[RECORD EXTRACTS]

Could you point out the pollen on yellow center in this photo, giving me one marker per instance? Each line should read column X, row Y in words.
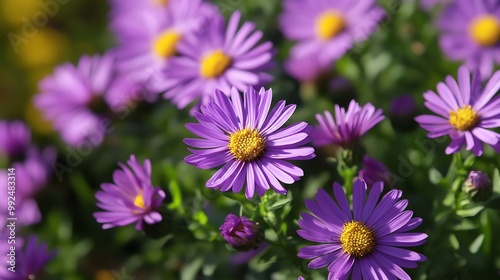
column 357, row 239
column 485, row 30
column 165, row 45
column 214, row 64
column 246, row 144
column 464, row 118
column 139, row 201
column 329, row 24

[PROMPT]
Output the records above character for character, but leave each image out.

[RESPONSE AREA]
Could you point out the pollen on yellow center in this photo, giving me one marker per instance? Each line should read column X, row Y in words.
column 357, row 239
column 485, row 30
column 165, row 45
column 214, row 64
column 246, row 144
column 464, row 118
column 139, row 201
column 329, row 24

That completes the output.